Problem statement:
Count the lines in the listing below that contain the string "rule", matching case exactly, and reply with the number alone.

Data section:
'''

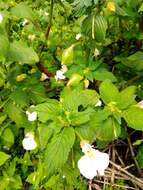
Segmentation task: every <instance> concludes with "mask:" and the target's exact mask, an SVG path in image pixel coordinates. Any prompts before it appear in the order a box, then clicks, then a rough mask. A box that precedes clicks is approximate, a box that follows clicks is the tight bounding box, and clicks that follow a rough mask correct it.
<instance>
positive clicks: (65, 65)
mask: <svg viewBox="0 0 143 190" xmlns="http://www.w3.org/2000/svg"><path fill="white" fill-rule="evenodd" d="M60 70H61V71H62V72H63V73H66V72H67V70H68V68H67V66H66V65H64V64H62V67H61V69H60Z"/></svg>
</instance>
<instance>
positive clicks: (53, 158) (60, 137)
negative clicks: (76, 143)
mask: <svg viewBox="0 0 143 190" xmlns="http://www.w3.org/2000/svg"><path fill="white" fill-rule="evenodd" d="M74 140H75V133H74V129H73V128H65V129H63V131H62V132H61V133H60V134H57V135H55V137H53V139H52V140H51V142H50V143H49V144H48V145H47V149H46V151H45V158H44V160H45V161H44V162H45V168H46V169H47V173H48V176H49V175H52V174H54V172H56V171H57V170H58V169H60V168H61V167H62V166H63V164H64V163H65V162H66V160H67V158H68V155H69V152H70V150H71V148H72V146H73V144H74Z"/></svg>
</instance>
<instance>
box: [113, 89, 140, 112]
mask: <svg viewBox="0 0 143 190" xmlns="http://www.w3.org/2000/svg"><path fill="white" fill-rule="evenodd" d="M135 92H136V87H135V86H129V87H127V88H125V89H124V90H122V91H121V92H120V93H119V96H118V97H117V104H118V108H119V109H126V108H127V107H128V106H130V105H131V104H133V103H134V102H135V97H136V95H135Z"/></svg>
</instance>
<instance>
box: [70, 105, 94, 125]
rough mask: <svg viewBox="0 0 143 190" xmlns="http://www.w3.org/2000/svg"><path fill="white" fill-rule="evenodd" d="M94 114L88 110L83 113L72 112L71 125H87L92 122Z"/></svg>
mask: <svg viewBox="0 0 143 190" xmlns="http://www.w3.org/2000/svg"><path fill="white" fill-rule="evenodd" d="M92 112H93V109H90V108H89V109H86V110H85V111H83V112H71V114H70V116H69V117H70V121H71V125H73V126H77V125H81V124H83V123H86V122H88V121H89V120H90V114H91V113H92Z"/></svg>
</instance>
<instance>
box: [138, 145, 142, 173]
mask: <svg viewBox="0 0 143 190" xmlns="http://www.w3.org/2000/svg"><path fill="white" fill-rule="evenodd" d="M136 158H137V161H138V164H139V166H140V168H141V169H142V168H143V146H141V147H140V148H139V150H138V153H137V157H136Z"/></svg>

'''

Answer section:
6